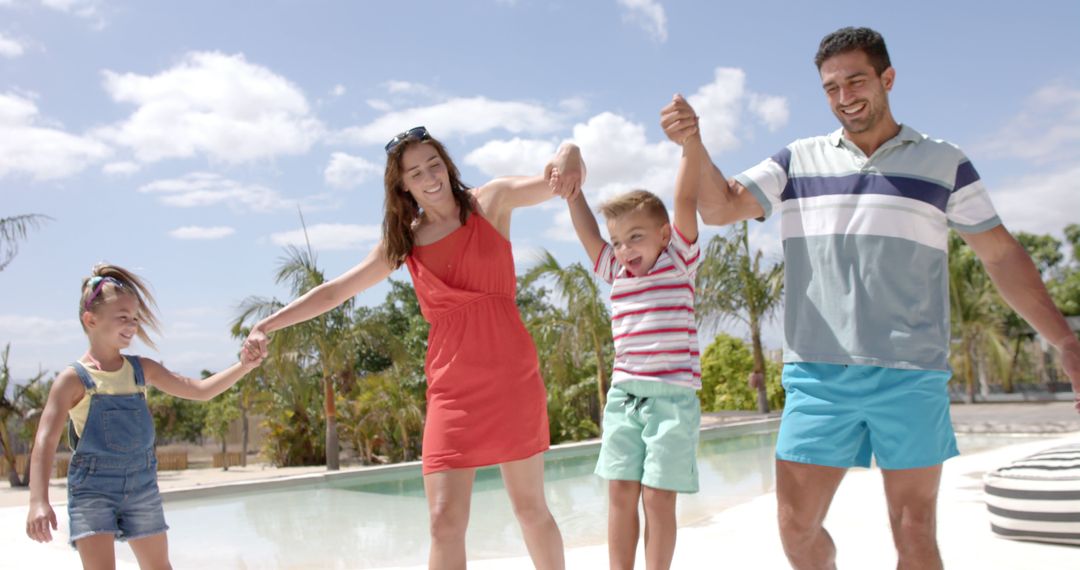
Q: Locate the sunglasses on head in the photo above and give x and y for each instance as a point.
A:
(417, 132)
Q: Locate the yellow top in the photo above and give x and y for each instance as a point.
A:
(121, 381)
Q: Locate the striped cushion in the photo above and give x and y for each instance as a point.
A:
(1037, 498)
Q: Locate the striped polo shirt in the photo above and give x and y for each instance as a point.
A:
(866, 243)
(656, 338)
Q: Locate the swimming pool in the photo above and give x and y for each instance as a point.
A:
(359, 520)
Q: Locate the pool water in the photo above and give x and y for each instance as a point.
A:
(355, 524)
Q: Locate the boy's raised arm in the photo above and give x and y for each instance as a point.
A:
(584, 226)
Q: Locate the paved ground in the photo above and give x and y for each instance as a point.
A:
(858, 519)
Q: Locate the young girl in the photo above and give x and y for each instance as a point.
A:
(112, 483)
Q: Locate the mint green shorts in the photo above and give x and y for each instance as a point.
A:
(650, 435)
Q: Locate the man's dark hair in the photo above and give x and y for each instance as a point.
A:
(850, 39)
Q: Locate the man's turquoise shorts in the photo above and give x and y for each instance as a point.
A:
(840, 415)
(650, 435)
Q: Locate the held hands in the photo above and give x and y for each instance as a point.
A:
(250, 361)
(39, 521)
(566, 172)
(255, 347)
(678, 120)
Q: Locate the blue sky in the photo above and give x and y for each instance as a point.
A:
(177, 139)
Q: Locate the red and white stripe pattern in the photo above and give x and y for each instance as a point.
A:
(656, 338)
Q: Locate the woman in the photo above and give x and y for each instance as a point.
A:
(486, 401)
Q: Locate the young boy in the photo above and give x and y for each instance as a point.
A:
(652, 415)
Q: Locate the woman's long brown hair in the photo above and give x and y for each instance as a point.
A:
(401, 208)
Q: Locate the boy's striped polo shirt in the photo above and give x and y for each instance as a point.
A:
(865, 245)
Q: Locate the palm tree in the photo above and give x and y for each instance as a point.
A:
(979, 342)
(324, 340)
(586, 321)
(14, 229)
(731, 285)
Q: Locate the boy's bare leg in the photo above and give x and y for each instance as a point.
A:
(622, 523)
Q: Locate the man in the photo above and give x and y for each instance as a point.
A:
(865, 218)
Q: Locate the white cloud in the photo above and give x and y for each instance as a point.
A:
(1047, 130)
(721, 105)
(459, 117)
(200, 232)
(212, 104)
(331, 236)
(28, 147)
(10, 48)
(346, 171)
(1039, 203)
(526, 256)
(379, 105)
(649, 14)
(562, 226)
(516, 155)
(121, 168)
(618, 154)
(210, 189)
(407, 87)
(574, 105)
(770, 109)
(90, 10)
(38, 330)
(619, 157)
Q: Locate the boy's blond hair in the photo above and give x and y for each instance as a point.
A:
(635, 201)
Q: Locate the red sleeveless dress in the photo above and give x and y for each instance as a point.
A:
(486, 401)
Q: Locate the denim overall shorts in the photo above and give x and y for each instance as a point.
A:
(112, 478)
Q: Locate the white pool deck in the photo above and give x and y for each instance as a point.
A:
(741, 537)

ABOUT THIS EXERCISE> Without including any picture, copy the listing above exactly and in full.

PROBLEM SOLUTION>
Q: Locate the sunglasses on head in the photo above and give x and y for each instance as a point.
A:
(417, 132)
Q: Locate the yellow top in the photo above and give x and y for each instance as a point.
A:
(121, 381)
Q: Locate the striped cushion in the photo above and give x and y for each instance as a point.
A:
(1037, 498)
Q: Locate the striped polo shirt in the photo above and give x and y for each instance as a point.
A:
(866, 243)
(656, 338)
Q: Locate the swimming pool in the photo above and give x and y for each instance as a point.
A:
(359, 520)
Q: Locate the pool water in the photo above and give x and y for each instance as a point.
A:
(355, 524)
Q: Locate the boy's raised arm in the photo above and give x and y for each instance as a point.
A:
(584, 226)
Q: Locate the paved ground in the photo above and give x and y for each instance as a point.
A:
(858, 519)
Q: Locate the young girl in the photo above and give x and y for each instance as a point.
A:
(112, 483)
Q: Locate the mint green shorts in the photo above and give x and y for each instance as a point.
A:
(650, 435)
Q: Locate the man's dark hair in the photo above and give x and y for each instance as a point.
A:
(850, 39)
Q: Locate the man's turquoise shorts in the photo above and give x and y for each instance as a point.
A:
(840, 415)
(650, 435)
Q: Locate the held hands in the photo above and give x and y for each instance as a point.
A:
(250, 361)
(39, 521)
(566, 172)
(255, 347)
(678, 120)
Q: Locate the blue sky in the photo above and give x and y for each instance as a point.
A:
(177, 139)
Q: Locate the red and white stripe pattern in the photo above and give x and y for each instance as a point.
A:
(656, 338)
Q: Locate the woman in the photo above and give x and y for each instance as a point.
A:
(486, 401)
Q: Locate the young boy in the photo above and give x and y for each instance as a point.
A:
(652, 415)
Q: Locate the woman's long brown hair in the photo above and give x and y for each instance as a point.
A:
(401, 208)
Q: Locate the boy's striped polo shirt in the photo above and give x and y for each instance as a point.
A:
(865, 245)
Q: Locate the palm tree in the photo above and give x and y for each instance as a point.
A:
(979, 342)
(324, 340)
(586, 321)
(14, 229)
(731, 285)
Q: Locate the boy's bare leg in the photo above and give x and y for each instance as a point.
A:
(622, 523)
Q: Locate the man in the photo above and give x and y for each instance as a point.
A:
(865, 218)
Q: Locate the white cloud in the photo above and give x and y for each instance as a point.
A:
(1047, 130)
(721, 105)
(459, 117)
(200, 232)
(212, 104)
(331, 236)
(28, 147)
(10, 48)
(346, 171)
(1039, 203)
(526, 256)
(379, 105)
(649, 14)
(562, 226)
(516, 155)
(121, 168)
(618, 154)
(210, 189)
(407, 87)
(574, 105)
(770, 109)
(90, 10)
(38, 330)
(619, 157)
Q: Locate the boy's blond hair in the photo above and give x and y for each instance as a point.
A:
(635, 201)
Q: Locate the red sleeveless dress in the photo above and give x and y for each instance as a point.
A:
(486, 401)
Q: Locate the denim overall shorts in the photo above and give x and y for each instance as a point.
A:
(112, 478)
Q: Locate the white pool deck in the photo above and give x and y for each instance as a point.
A:
(741, 537)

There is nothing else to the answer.